### [Text passage]
Can I Get Car Insurance If I’ve Had A Heart Attack?

Caeva O'Callaghan | October 30th, 2020

After a heart attack, you may not be able to do some of the things you used to do with ease. But can you still get car insurance?

In short, yes. As long as your driving licence is valid, you will be able to get car insurance. You must be medically fit to drive in order to get a valid driving licence.

Also, you need to tell your car insurance once you have any medical issues which may affect your ability to drive. You must also get your doctor to sign off on any medical paperwork you need to get a valid licence.

In this article, we’ll answer questions such as:

  • Will a heart attack affect my car insurance?
  • Do I need to tell my car insurance if I have a heart attack?
  • If I’m medically unfit to drive, will this affect my car insurance?

You must declare any pacemakers or defibrillators you’ve had fitted on your licence renewal form. Failure to do so will result in your car insurance being invalid.

After you have a heart attack

As soon as you’re feeling well again, you need to tell your car insurance provider about what happened. This is even if the NDLS advises you that you are medically fit to drive.

This is because heart attacks increase the likelihood of you making a claim. If you make a claim later because of an incident that was due, at least in part, to your heart problems, and you didn’t tell your insurer about the risk, your claim may be invalid.

In most instances, you won’t need to tell the NDLS about your heart attack until you’re feeling better. But, you will need to notify them immediately if you:

  • Have more than one heart attack in three months
  • Your condition gets worse 
  • You experience epileptic seizures
  • You have brain surgery
  • A doctor says you can’t drive
  • You’re a lorry or bus driver

Having a heart attack can increase the risk of a car accident. Don’t put yourself or other road users at risk. It’s best to inform your insurer every step of the way.

Becoming medically fit to drive

If your driving licence is due to be renewed, and you have an implanted cardiac pacemaker or an implanted cardiac defibrillator, you must declare it on your renewal form.

Your medical history may present issues when getting your licence, but never when getting your insurance. This is because insurers assume that if you hold a full licence – a prerequisite for getting car insurance – then your heart will be up to scratch.

Once you have a valid driving licence, you can get car insurance and drive a car.

It is your responsibility to be a safe driver. Not operating a car safely will mean you fall foul of your car insurance conditions, your driving licence conditions and the law.

This means you need to:

  • Take any prescribed medication and manage your condition(s)
  • Stop driving if any of the medications you are taking for your heart have side effects that affect your ability to drive (for example, drowsiness)
  • Tell the National Driver Licence Service (NDLS) and your insurance provider of any long-term or permanent injury or illness that may affect your ability to drive safely
  • Comply with requirements of your licence as appropriate, including periodic medical reviews
  • Get professional advice on your medical fitness to drive if you develop a medical condition during the term of your licence

Remember, you will commit an offence if you drive after becoming aware that you are not fit to do so. “Aware” doesn’t necessarily mean a doctor has brought it to your attention, either. If you notice that you’re dizzy, fainting or so on, this constitutes awareness.

A note on COVID-19

In normal circumstances, people aged 70 and over must submit a medical questionnaire that is signed by their GP confirming that they are fit and capable of driving.

However, this is slightly different at the time of writing (October 2020). This is in response to the need to facilitate social distancing and the expected additional burdens on medical services from COVID-19. Ireland’s Minister for Transport, Tourism and Sport, will remove the requirement for those age 70 and over (under certain circumstances) to provide a medical report.

This means persons aged 70 years of age or over can apply for, and renew, their driving licence or learner permit until the 31 December 2020. They can do so without the need to submit a medical report, providing they do not have an identified or specified illness.

Saved entries:

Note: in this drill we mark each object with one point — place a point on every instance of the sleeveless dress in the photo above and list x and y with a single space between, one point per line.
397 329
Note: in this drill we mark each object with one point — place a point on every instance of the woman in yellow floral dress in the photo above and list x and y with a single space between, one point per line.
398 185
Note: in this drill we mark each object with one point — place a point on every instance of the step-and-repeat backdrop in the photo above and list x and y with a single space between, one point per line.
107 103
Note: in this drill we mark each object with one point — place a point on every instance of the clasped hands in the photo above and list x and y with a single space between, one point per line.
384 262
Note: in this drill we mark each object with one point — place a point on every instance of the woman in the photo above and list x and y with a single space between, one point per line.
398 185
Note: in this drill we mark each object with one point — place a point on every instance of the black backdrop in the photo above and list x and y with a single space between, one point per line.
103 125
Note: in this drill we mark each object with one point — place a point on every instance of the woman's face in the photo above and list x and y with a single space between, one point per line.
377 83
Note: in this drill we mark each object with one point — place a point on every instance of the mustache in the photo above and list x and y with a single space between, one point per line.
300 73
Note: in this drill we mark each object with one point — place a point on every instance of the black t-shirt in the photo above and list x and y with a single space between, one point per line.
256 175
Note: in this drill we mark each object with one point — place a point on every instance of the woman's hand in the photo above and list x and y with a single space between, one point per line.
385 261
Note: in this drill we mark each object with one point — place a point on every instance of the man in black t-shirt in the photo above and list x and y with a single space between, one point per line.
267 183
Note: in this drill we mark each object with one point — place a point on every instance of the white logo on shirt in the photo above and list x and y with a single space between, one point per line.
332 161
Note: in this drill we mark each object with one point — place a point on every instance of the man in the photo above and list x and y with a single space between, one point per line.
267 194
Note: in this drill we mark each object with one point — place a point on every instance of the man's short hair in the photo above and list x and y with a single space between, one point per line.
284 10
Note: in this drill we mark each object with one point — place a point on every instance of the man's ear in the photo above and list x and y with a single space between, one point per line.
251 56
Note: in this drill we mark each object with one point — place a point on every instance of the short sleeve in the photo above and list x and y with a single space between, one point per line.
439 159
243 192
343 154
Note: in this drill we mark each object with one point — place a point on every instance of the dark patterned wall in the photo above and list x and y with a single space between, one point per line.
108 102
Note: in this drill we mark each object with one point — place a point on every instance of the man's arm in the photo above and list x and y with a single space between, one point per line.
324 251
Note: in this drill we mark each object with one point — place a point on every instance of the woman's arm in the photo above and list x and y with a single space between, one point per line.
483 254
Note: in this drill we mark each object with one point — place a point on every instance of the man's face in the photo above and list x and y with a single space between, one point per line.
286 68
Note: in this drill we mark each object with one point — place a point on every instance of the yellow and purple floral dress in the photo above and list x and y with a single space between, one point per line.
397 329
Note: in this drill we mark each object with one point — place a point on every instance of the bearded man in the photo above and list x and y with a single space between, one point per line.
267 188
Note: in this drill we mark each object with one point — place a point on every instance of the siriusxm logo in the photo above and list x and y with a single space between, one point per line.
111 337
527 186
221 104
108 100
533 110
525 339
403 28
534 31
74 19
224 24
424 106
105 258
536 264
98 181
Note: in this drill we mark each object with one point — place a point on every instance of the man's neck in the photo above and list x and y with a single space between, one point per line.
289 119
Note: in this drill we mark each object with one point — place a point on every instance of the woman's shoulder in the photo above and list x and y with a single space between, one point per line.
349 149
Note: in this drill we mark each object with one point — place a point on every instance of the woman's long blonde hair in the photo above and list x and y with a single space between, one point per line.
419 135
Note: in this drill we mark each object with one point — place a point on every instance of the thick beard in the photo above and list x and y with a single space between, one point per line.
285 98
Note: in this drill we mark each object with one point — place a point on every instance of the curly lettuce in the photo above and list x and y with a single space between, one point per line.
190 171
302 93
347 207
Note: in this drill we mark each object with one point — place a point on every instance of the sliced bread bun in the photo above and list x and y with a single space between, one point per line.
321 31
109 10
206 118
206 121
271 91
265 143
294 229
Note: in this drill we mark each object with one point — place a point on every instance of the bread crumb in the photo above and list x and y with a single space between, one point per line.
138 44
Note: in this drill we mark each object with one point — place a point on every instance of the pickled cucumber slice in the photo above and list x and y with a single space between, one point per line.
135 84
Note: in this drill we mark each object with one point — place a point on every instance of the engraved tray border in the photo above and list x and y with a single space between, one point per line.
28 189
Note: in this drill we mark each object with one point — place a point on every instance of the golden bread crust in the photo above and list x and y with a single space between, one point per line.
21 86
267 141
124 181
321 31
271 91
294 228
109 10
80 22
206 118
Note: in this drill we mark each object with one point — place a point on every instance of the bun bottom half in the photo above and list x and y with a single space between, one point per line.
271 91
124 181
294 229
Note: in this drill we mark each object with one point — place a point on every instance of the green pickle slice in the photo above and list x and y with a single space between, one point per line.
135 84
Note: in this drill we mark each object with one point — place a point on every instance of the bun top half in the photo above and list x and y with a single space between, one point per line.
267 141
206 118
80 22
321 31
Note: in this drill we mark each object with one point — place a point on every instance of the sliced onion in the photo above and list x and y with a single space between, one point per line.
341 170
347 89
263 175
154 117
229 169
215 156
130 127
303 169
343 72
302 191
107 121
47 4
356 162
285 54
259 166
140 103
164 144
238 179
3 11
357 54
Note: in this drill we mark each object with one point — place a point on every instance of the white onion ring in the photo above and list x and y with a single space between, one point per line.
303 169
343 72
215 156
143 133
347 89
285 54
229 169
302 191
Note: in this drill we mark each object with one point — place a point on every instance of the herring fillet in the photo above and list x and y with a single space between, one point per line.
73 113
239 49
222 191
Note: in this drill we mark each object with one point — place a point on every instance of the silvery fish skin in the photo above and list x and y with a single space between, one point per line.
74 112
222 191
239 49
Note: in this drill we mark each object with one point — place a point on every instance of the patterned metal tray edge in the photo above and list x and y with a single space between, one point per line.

### [Goal of the exercise]
In the article on car insurance after a heart attack, turn the paragraph beginning "Remember, you will commit an offence" into a short bulleted list that keeps its main facts.

### [Exercise solution]
- Driving after you become aware that you are not fit to drive is an offence.
- Being aware does not require a doctor to have told you.
- Noticing symptoms such as dizziness or fainting counts as awareness.